PROVIDED RECORDS:
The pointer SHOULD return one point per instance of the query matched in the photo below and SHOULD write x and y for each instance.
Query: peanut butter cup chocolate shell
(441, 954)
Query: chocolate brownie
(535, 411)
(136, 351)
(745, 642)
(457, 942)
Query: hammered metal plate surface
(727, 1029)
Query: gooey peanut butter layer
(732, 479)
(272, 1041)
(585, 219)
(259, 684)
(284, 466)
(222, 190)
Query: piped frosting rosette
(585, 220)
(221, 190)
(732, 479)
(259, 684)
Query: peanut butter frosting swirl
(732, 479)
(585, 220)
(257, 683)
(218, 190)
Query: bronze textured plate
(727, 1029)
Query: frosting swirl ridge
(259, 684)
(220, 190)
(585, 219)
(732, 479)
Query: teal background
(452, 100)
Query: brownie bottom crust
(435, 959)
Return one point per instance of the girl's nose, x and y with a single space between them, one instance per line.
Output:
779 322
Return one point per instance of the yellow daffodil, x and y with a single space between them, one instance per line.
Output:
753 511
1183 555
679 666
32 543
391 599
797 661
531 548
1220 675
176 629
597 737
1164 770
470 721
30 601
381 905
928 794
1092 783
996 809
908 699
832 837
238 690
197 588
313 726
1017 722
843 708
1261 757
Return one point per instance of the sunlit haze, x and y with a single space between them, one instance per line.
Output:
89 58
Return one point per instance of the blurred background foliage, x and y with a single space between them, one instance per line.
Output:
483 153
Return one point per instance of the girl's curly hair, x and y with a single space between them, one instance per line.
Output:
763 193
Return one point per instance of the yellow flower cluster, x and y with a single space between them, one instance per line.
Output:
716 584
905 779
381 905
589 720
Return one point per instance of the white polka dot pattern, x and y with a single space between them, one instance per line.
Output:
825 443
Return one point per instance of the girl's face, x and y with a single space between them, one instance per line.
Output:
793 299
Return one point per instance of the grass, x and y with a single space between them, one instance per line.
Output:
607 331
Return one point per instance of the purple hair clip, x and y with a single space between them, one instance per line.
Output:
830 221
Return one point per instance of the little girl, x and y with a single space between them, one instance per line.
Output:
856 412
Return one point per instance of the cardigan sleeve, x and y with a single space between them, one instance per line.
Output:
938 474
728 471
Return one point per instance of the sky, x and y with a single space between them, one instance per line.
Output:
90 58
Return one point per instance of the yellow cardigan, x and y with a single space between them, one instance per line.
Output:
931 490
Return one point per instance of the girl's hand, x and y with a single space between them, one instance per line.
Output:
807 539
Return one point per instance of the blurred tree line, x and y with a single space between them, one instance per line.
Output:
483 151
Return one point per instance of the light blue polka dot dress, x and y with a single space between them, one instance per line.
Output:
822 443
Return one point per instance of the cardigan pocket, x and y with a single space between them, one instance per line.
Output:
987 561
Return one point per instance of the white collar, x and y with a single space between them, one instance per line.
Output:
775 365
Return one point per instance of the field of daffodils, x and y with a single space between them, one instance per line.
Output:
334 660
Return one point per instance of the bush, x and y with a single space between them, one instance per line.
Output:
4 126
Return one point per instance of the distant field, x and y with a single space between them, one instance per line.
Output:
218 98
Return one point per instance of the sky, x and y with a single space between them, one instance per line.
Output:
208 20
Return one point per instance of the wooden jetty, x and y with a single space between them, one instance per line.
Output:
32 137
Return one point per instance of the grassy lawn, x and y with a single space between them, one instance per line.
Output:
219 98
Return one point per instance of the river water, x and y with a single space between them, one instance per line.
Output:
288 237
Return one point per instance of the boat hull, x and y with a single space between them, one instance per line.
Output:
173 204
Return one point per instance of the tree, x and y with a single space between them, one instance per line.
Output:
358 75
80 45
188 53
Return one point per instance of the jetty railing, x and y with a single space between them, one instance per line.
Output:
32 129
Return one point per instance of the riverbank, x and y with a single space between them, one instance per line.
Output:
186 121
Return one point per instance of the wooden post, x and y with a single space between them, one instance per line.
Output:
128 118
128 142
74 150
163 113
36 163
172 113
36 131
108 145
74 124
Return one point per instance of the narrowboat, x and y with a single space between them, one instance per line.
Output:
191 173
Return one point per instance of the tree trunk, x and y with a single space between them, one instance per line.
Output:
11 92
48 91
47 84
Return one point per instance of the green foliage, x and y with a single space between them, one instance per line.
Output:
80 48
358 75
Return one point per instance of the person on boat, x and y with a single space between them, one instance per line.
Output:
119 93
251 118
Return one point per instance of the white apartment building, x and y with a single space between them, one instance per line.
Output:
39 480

YOUR TASK: Every record above is to be written out exactly.

YOUR SOLUTION:
The pointer SHOULD return one point per instance of the query matched in the photo below and SHOULD write x and y for each instance.
Query: peanut butter cup chocolate shell
(441, 954)
Query: chocolate brownie
(535, 411)
(136, 351)
(745, 642)
(457, 942)
Query: hammered metal plate surface
(727, 1029)
Query: gooey peanut butter layer
(732, 479)
(272, 1041)
(585, 219)
(259, 684)
(284, 466)
(222, 190)
Query: piped frosting rosette
(585, 220)
(221, 190)
(732, 479)
(259, 684)
Query: peanut butter frosting swirl
(732, 479)
(585, 220)
(257, 683)
(218, 190)
Query: bronze textured plate
(727, 1029)
Query: frosting swirl ridge
(259, 684)
(220, 190)
(585, 219)
(732, 479)
Query: teal background
(452, 100)
Query: brownie bottom crust
(435, 959)
Return one point per instance of the girl's nose, x and y with a single space between them, one instance per line.
Output:
779 322
Return one point per instance of the yellow daffodil, x and y with a single space between them, one instance per line.
Output:
753 511
1183 555
679 666
32 543
391 599
797 661
531 548
1220 675
176 629
597 737
1164 770
470 721
30 601
381 905
928 794
1092 783
996 809
908 699
832 837
238 690
197 588
313 726
1017 722
843 708
1261 757
Return one point per instance of the sunlit haze, x and y with a single space between them, one instance per line.
Output:
89 58
Return one point per instance of the blurred background foliage, x and y with a single space between them, one instance per line.
Output:
483 153
Return one point per instance of the girl's curly hair, x and y with a single space between them, one instance per line.
Output:
763 193
Return one point per instance of the yellow flower cluster, x and y with a single space between them, one instance per line.
Output:
716 584
905 779
381 905
589 720
Return one point per instance of the white polka dot pattern, x and y with a single space between them, one instance per line.
Output:
825 443
Return one point per instance of the girl's face, x and y with a single space between them, one instance per line.
Output:
793 299
Return one point per instance of the grass, x and y with a single space between them, one instance per line.
Output:
607 331
Return one point per instance of the purple hair clip, x and y with a single space between them, one instance per line.
Output:
830 221
Return one point per instance of the little girl, x and y with a single space between them, one instance per line.
Output:
856 412
Return one point per instance of the cardigan sleeve, x and y with a single space between them, one instance per line.
Output:
938 474
728 471
Return one point per instance of the sky, x and y with a single space between them, one instance per line.
Output:
90 58
Return one point per instance of the yellow cardigan, x and y with a single space between them, one instance per line.
Output:
931 490
Return one point per instance of the girl's hand, x and y with a single space between them, one instance per line.
Output:
807 539
Return one point per instance of the blurred tree line, x and y with a single space between them, one instance per line.
Output:
483 151
Return one point per instance of the light blue polka dot dress, x and y with a single space between them, one instance per line.
Output:
822 443
Return one point per instance of the cardigan pocket, x and y with a single space between them, one instance per line.
Output:
987 561
Return one point per instance of the white collar, x and y with a single space between them, one instance per line.
Output:
775 365
Return one point per instance of the field of daffodils, x and y with a single space between them, one instance per line.
Output:
334 660
Return one point per instance of the bush, x and y with a single space between them, one instance per line.
Output:
4 126
Return one point per instance of the distant field, x and y with a single space between them, one instance per line.
Output:
218 98
Return one point per instance of the sky, x and y with a single space between them, one instance per line.
Output:
208 20
Return one point per instance of the wooden jetty, x and y with a single space between them, one instance per line.
Output:
32 137
Return one point per instance of the grassy lawn, x and y with a single space between them, one instance per line.
Output:
219 98
Return one point per instance of the river water, x and y with a single space between them, one instance per line.
Output:
288 237
Return one point per instance of the boat hull, x and y with a single space between them, one instance per line.
Output:
173 204
Return one point per instance of the tree, x and y with a single space between them, one instance per line.
Output:
358 75
80 45
188 53
Return one point per instance of the jetty railing, x and y with a single space between them, one instance per line.
Output:
32 129
Return one point per instance of the riverbank, x and y with a single space between them, one instance per line.
Output:
186 121
Return one point per instance of the wooden post, x and y with a single space between them, one instance per line.
Output:
128 118
128 142
74 150
163 113
36 163
172 113
36 131
108 145
74 124
Return one point per instance of the narrowboat, x and y with a single space between them, one instance per line.
Output:
191 173
Return one point per instance of the tree trunk, x and y with a single space between them, one instance per line.
Output:
11 92
48 91
47 84
Return one point per instance of the green foliage, x and y with a single space between them, one instance per line.
Output:
80 48
358 75
Return one point per instance of the person on boat, x and y with a single space between them, one instance per line.
Output:
119 93
251 118
Return one point per instance of the white apartment building, x and y with a single space between them, one instance per line.
Output:
39 480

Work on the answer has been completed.